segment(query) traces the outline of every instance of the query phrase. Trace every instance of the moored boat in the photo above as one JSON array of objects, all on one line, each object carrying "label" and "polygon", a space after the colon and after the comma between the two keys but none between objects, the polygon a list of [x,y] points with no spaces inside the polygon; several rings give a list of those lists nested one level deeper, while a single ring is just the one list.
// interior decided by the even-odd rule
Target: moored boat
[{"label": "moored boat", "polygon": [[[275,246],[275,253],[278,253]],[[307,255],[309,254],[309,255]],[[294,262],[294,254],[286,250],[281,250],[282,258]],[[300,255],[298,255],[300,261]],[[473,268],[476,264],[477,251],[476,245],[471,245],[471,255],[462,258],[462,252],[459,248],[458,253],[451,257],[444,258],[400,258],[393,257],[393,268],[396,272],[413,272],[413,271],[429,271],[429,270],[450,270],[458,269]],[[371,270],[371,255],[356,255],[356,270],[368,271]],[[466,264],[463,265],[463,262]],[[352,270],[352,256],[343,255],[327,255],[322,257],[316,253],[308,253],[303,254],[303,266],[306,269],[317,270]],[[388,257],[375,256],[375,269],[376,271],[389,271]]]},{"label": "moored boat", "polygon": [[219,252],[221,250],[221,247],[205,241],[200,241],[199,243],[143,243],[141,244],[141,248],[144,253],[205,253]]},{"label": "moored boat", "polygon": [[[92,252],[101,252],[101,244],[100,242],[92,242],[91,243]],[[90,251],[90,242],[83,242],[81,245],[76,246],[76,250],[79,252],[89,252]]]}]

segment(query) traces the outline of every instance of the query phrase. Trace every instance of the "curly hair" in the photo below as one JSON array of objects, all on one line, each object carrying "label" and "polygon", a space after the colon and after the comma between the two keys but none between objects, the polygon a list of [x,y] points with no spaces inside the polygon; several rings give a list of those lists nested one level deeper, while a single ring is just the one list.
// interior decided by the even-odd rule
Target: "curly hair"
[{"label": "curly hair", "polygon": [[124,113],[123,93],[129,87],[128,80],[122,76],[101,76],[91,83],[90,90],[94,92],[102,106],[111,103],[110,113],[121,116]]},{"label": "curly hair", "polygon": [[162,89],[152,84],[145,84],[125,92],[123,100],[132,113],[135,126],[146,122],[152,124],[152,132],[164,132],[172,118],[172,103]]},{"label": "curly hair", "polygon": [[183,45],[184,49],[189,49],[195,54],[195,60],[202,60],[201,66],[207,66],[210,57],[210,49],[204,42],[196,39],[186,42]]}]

# # # #

§ Job
Rewrite the rows above, swapping every "even-odd rule" for "nonzero winding rule" and leaving everything else untouched.

§ Output for this exercise
segment(query) traces the outline of every instance of the query phrase. Trace every instance of the moored boat in the photo above as one JSON array of objects, all on one line, each object carrying "label" and "polygon", a space after the colon and after the comma between the two keys but none between objects, the polygon a list of [x,y] points with no spaces inside the polygon; several rings give a list of those lists nested one level deeper, while a single ring is just the one list.
// interior decided by the nonzero winding rule
Target: moored boat
[{"label": "moored boat", "polygon": [[[275,246],[275,253],[278,253]],[[307,255],[309,254],[309,255]],[[294,262],[294,254],[286,250],[281,250],[282,258]],[[300,255],[298,255],[300,261]],[[473,268],[476,264],[477,251],[476,245],[471,245],[471,255],[462,258],[462,252],[459,248],[458,253],[451,257],[444,258],[400,258],[393,257],[393,268],[396,272],[413,272],[413,271],[429,271],[429,270],[450,270],[458,269]],[[371,270],[371,255],[356,255],[356,270],[368,271]],[[466,264],[463,265],[463,262]],[[352,270],[352,256],[343,255],[327,255],[322,257],[316,253],[308,253],[303,254],[303,266],[306,269],[317,270]],[[388,257],[375,256],[375,269],[376,271],[389,271]]]},{"label": "moored boat", "polygon": [[219,252],[221,250],[221,247],[205,241],[200,241],[199,243],[143,243],[141,244],[141,248],[144,253],[205,253]]},{"label": "moored boat", "polygon": [[[92,252],[101,252],[101,244],[100,242],[92,242],[91,243]],[[90,251],[90,242],[83,242],[81,245],[76,246],[76,250],[79,252],[89,252]]]}]

segment(query) traces the outline of every instance of the query phrase. Trace every instance of the "curly hair" in the photo below as one JSON array of objects, all on one line, each object carrying "label" and "polygon", a space after the colon and after the comma between the two keys but none between objects, the polygon a list of [x,y] points with no spaces inside the polygon; several rings give a list of those lists nested one level deeper, while a single ring is just the one list.
// interior decided by the nonzero winding rule
Target: "curly hair"
[{"label": "curly hair", "polygon": [[124,113],[123,93],[129,87],[128,80],[122,76],[101,76],[91,83],[90,90],[94,92],[102,106],[111,103],[110,113],[121,116]]},{"label": "curly hair", "polygon": [[162,89],[152,84],[145,84],[125,92],[123,100],[132,113],[135,126],[146,122],[152,124],[152,132],[164,132],[172,118],[172,103]]},{"label": "curly hair", "polygon": [[183,45],[184,49],[189,49],[195,54],[195,60],[202,60],[201,66],[207,66],[210,57],[210,49],[204,42],[196,39],[186,42]]}]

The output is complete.